Transcribe the records verbatim, starting with the line that contains "[indicate] the grassy hillside" and going on through the last line of the records.

*ENTRIES PROVIDED*
....................
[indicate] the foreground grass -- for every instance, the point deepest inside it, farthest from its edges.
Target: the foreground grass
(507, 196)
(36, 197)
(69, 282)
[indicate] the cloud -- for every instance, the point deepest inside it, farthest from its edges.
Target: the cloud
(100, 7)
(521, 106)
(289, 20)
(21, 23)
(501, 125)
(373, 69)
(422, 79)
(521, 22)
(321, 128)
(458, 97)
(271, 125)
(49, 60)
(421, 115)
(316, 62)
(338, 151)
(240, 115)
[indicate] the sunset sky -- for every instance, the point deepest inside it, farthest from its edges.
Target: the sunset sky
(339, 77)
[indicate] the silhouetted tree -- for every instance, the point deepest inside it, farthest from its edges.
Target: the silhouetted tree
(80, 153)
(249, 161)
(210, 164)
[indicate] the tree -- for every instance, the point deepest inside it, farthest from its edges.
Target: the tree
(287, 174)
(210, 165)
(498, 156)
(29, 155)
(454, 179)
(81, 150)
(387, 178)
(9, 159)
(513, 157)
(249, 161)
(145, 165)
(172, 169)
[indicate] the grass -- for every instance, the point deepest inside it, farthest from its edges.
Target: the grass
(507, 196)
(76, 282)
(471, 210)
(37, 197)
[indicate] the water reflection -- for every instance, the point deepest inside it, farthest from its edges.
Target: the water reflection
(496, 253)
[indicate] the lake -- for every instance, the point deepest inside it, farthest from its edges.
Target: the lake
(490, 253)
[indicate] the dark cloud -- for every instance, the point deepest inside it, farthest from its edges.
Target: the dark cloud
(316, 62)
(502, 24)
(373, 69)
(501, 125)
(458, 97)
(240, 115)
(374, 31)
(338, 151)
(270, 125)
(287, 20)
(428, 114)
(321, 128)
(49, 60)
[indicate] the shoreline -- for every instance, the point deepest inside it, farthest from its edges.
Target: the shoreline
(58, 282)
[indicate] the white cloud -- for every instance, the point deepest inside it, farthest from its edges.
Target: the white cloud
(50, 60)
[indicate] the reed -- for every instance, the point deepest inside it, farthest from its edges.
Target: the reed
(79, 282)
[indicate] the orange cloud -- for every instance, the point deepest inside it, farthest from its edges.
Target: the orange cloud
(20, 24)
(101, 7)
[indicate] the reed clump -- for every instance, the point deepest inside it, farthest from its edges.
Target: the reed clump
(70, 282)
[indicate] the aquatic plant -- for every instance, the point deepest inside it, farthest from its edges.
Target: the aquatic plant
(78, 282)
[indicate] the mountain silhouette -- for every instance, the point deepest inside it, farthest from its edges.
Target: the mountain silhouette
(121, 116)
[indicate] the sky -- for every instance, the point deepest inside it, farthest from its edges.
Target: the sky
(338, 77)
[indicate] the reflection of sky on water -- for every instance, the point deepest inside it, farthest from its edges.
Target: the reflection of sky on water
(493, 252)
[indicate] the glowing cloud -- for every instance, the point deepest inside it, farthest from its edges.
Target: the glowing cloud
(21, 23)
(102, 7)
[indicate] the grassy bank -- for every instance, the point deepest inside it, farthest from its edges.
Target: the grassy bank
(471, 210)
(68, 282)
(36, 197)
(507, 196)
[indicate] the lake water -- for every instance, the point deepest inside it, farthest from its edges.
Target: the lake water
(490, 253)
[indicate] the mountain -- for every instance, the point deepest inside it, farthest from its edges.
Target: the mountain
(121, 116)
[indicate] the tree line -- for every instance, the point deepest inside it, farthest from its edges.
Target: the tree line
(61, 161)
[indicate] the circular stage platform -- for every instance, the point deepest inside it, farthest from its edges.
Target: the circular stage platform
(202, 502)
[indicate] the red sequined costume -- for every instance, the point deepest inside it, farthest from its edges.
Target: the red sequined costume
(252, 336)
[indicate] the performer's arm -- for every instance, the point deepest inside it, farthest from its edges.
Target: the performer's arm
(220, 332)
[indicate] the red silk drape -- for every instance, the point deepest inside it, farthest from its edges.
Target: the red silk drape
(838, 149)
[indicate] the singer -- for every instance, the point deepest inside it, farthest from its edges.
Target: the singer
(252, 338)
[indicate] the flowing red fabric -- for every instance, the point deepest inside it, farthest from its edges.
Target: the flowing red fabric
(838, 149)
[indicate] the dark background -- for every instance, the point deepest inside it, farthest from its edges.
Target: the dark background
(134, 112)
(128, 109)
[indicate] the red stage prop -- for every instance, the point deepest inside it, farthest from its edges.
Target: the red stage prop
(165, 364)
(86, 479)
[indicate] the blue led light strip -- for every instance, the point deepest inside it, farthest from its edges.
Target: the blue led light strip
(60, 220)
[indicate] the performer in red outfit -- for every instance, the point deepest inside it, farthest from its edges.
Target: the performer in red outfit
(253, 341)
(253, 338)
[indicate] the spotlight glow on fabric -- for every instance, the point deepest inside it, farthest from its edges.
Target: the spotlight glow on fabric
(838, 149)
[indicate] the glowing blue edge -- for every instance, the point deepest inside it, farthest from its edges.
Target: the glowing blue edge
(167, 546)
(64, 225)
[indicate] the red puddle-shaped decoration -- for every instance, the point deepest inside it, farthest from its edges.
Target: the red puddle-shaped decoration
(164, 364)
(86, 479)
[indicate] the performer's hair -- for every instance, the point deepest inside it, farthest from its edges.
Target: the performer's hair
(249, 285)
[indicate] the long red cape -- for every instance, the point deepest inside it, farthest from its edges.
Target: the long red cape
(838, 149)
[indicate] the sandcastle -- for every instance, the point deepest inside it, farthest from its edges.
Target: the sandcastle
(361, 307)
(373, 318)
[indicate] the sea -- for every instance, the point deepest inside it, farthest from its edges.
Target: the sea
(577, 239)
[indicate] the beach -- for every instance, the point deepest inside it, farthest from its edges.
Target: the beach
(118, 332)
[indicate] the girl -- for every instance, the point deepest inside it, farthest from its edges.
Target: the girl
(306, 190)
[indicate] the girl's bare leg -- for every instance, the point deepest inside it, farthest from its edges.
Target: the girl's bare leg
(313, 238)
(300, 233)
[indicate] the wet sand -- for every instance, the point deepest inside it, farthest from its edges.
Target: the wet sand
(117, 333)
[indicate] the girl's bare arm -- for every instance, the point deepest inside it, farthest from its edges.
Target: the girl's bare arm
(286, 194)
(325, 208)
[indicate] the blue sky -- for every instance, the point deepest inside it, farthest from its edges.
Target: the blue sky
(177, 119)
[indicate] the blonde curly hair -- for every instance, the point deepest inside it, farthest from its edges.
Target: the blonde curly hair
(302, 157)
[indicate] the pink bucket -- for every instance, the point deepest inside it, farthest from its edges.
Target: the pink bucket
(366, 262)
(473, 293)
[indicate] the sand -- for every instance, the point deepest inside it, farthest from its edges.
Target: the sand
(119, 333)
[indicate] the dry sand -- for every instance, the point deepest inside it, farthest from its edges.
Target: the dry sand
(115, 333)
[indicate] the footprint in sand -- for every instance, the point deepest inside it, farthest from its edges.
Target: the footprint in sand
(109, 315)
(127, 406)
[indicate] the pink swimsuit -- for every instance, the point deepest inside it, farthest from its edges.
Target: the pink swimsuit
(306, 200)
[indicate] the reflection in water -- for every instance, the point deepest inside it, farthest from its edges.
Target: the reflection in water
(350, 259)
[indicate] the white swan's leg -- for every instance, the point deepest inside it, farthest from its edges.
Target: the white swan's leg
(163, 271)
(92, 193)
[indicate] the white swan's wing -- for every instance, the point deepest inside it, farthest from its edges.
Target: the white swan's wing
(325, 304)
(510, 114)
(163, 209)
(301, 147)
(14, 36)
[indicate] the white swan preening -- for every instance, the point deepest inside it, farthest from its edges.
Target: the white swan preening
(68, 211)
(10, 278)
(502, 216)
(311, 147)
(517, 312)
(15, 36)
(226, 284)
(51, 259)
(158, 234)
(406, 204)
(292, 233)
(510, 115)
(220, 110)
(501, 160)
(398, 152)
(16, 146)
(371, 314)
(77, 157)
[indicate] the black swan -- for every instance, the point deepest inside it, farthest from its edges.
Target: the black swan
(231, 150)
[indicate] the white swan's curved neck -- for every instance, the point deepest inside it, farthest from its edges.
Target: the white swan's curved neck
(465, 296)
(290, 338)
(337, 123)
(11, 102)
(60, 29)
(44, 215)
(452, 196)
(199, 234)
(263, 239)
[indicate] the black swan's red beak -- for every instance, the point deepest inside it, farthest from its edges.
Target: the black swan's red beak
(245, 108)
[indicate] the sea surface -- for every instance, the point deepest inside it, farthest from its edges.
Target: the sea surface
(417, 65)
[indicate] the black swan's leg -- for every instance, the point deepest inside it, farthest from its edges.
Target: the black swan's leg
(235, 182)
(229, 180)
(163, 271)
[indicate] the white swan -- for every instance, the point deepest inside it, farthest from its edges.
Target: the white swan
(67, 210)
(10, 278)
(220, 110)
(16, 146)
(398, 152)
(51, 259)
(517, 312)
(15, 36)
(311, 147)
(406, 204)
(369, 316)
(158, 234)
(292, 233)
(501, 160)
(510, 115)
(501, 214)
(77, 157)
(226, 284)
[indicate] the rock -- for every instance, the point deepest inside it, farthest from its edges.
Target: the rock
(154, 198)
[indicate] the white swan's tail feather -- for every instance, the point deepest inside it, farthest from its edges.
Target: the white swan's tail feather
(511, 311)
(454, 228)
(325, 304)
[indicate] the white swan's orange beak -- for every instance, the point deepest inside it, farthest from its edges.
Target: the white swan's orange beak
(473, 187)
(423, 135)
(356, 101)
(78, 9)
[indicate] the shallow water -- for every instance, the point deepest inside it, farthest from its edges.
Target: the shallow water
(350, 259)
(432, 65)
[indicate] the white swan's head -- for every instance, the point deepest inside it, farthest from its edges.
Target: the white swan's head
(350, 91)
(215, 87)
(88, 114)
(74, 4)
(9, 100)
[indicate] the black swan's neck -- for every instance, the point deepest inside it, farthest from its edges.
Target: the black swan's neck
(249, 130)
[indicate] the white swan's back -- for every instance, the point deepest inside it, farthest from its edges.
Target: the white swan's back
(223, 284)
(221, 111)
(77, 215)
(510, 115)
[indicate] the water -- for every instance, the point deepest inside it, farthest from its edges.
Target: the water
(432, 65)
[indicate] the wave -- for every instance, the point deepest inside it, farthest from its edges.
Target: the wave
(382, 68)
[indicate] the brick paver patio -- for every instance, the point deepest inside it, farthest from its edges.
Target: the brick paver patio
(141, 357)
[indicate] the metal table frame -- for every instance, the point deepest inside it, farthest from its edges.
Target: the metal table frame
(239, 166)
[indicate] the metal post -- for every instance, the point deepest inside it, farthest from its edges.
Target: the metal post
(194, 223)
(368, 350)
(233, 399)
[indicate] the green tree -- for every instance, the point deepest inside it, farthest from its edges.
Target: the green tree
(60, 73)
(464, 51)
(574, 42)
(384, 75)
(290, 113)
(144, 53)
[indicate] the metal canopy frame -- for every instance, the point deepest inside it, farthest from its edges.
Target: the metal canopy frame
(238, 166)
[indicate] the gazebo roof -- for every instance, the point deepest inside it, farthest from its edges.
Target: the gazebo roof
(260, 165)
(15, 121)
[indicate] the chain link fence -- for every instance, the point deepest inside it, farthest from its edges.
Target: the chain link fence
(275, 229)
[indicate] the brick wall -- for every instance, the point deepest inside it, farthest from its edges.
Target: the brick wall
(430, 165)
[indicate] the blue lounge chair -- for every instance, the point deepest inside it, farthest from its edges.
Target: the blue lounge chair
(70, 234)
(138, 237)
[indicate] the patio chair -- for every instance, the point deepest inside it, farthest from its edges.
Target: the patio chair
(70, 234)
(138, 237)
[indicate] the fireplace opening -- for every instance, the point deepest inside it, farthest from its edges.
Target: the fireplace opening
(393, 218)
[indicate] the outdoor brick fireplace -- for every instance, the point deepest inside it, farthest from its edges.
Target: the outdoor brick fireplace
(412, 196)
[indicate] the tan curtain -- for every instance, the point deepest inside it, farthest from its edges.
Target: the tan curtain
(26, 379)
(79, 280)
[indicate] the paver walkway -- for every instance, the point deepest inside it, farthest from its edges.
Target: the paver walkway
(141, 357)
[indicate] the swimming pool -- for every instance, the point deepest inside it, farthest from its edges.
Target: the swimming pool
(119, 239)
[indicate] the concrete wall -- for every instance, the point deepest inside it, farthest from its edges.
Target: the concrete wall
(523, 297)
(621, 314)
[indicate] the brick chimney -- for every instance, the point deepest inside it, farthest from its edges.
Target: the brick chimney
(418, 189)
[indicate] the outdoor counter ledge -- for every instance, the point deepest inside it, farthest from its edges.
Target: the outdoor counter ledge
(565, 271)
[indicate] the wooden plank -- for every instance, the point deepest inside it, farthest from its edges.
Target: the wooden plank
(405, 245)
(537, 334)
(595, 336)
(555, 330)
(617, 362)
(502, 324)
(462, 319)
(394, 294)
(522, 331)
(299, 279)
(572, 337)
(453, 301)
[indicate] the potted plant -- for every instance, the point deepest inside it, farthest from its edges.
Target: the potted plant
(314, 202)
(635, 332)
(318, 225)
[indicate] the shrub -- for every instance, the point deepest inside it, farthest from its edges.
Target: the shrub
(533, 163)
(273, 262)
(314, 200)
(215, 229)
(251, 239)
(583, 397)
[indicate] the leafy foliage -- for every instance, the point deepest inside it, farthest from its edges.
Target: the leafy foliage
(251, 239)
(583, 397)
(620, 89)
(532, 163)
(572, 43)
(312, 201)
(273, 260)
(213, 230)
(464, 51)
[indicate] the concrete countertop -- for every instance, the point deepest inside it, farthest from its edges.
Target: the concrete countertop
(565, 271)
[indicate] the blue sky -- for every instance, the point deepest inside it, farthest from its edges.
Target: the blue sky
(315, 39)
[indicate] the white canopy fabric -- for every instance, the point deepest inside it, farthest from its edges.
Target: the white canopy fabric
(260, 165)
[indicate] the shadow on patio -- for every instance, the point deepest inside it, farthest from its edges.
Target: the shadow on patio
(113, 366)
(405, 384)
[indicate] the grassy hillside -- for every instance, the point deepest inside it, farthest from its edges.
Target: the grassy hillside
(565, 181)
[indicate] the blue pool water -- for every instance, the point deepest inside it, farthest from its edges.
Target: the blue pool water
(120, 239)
....................
*FINISHED ANSWER*
[indicate] the grassy hillside -- for every instance, the point deepest inside it, farthest from its edges.
Target: the grassy hillside
(565, 181)
[indicate] the blue pool water -- for every instance, the point deepest inside it, farthest from its edges.
Target: the blue pool water
(120, 239)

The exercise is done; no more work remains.